◆ What to work on
All entries below are to be retyped in full, precisely as they appear.

*** Data for this exercise ***

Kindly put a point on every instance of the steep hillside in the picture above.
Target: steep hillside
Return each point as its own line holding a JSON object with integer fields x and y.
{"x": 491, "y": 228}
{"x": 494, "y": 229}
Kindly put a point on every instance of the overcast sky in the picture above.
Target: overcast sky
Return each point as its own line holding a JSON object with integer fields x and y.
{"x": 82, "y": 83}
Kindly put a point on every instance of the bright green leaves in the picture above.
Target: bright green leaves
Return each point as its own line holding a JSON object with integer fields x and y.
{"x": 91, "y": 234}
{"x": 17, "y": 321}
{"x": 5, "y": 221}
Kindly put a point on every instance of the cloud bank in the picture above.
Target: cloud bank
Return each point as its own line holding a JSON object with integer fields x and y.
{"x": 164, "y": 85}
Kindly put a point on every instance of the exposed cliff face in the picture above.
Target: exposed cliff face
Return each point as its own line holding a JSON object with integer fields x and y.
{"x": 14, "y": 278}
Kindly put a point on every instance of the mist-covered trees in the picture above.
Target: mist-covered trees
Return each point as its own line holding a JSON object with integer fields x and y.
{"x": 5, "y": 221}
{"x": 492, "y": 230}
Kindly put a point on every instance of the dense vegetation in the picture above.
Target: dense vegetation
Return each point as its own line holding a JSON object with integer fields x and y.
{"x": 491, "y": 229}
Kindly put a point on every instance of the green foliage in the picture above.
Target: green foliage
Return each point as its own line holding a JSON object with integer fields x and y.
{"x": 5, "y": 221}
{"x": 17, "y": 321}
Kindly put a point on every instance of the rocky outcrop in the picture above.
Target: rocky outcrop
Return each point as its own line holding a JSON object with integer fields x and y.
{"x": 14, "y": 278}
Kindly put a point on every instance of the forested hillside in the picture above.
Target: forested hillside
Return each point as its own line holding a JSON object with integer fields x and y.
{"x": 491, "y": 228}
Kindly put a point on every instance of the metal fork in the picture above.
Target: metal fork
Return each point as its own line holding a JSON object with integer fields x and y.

*** End of Data for this exercise ***

◆ Response to this task
Kindly put a point on every instance of the steep hillside in the picture above.
Target: steep hillside
Return each point as its own line holding a JSON object with integer fields x and y.
{"x": 491, "y": 228}
{"x": 494, "y": 229}
Kindly put a point on every instance of the overcast sky in the picture above.
Target: overcast sky
Return each point as its own line holding a JSON object with integer fields x and y.
{"x": 82, "y": 83}
Kindly put a point on every instance of the bright green leaves in the picture above.
Target: bright green leaves
Return each point as its own line holding a JSON object with integer fields x and y.
{"x": 91, "y": 234}
{"x": 17, "y": 321}
{"x": 5, "y": 221}
Kindly put a point on every instance of the cloud bank in the picture above.
Target: cloud bank
Return each point as its own line holding a JSON object with integer fields x and y.
{"x": 164, "y": 85}
Kindly put a point on every instance of the exposed cliff face in the picture above.
Target: exposed cliff face
Return each point as its own line holding a JSON object with integer fields x and y.
{"x": 14, "y": 278}
Kindly put a point on every instance of the mist-covered trees in the picture above.
Target: mist-covered trees
Return each point as its own line holding a JSON object with integer fields x and y.
{"x": 5, "y": 221}
{"x": 492, "y": 230}
Kindly put a point on every instance of the dense vegetation in the picture above.
Target: dense vegetation
Return each point as its own line holding a JSON object with integer fields x and y.
{"x": 491, "y": 229}
Kindly put a point on every instance of the green foliage in the picture above.
Target: green foliage
Return each point as its own line holding a JSON object with integer fields x and y.
{"x": 5, "y": 221}
{"x": 17, "y": 321}
Kindly put a point on every instance of the rocky outcrop in the picture above.
Target: rocky outcrop
Return each point as its own line holding a JSON object with integer fields x and y.
{"x": 14, "y": 278}
Kindly put a point on every instance of the forested hillside in the picture above.
Target: forested hillside
Return each point as its own line holding a JSON object with integer fields x and y.
{"x": 491, "y": 228}
Kindly put a point on every instance of the metal fork in the picture above.
Target: metal fork
Return each point as its own line holding a JSON object with integer fields x and y.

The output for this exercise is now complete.